=== Begin Enclosure ===

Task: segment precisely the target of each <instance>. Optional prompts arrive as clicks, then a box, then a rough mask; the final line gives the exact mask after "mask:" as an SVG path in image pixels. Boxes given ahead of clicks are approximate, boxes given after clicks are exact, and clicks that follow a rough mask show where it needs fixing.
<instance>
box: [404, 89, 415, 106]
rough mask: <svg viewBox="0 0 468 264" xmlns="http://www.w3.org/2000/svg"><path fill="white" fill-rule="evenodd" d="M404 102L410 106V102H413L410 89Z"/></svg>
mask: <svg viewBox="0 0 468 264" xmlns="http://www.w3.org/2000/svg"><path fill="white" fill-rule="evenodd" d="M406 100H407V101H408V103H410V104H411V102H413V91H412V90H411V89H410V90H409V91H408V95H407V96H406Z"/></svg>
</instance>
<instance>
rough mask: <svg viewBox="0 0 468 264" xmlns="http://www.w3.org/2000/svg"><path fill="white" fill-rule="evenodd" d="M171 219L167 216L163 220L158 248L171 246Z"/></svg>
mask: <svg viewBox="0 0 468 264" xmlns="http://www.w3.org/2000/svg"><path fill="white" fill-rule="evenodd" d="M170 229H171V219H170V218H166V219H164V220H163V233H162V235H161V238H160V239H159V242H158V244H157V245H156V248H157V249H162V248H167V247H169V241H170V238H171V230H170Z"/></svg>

=== End Enclosure ===

*Work instruction*.
Display, copied in full, every line in the rows above that contains the string "instance".

*Exercise result*.
Task: segment precisely the target of each <instance>. Optional prompts arrive as clicks, then a box, then a rough mask; the final line gives the exact mask after "mask:" as an SVG path in image pixels. Boxes given ahead of clicks are approximate, boxes given after clicks are exact, and clicks that follow a rough mask show where it needs fixing.
<instance>
</instance>
<instance>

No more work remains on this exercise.